■ **Task directions**: Restate all of the entries exactly, dropping any pictures they hold.

■ **Record excerpts**:

Start of Block

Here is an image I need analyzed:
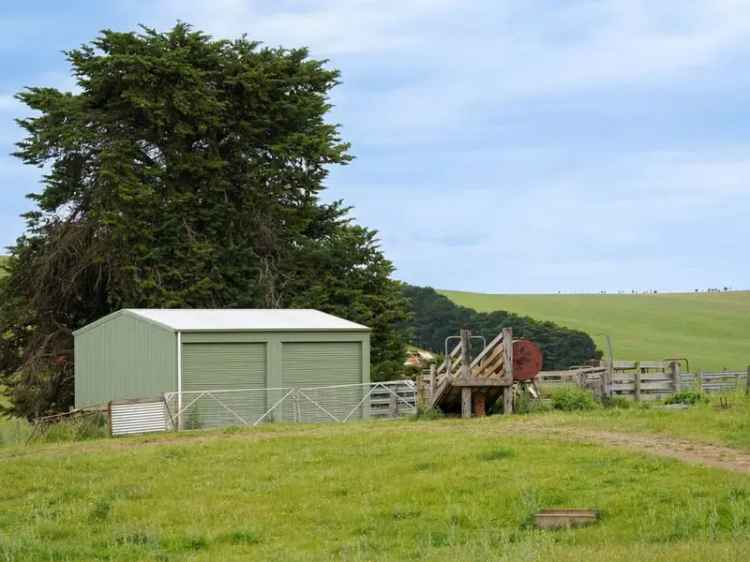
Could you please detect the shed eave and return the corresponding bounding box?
[179,327,371,333]
[73,309,177,337]
[72,310,125,337]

End of Block

■ **Solution to the problem**:
Here is an image I need analyzed:
Could you please detect the shed eave and return the corresponding bounding box?
[179,327,371,333]
[73,309,177,337]
[72,310,125,337]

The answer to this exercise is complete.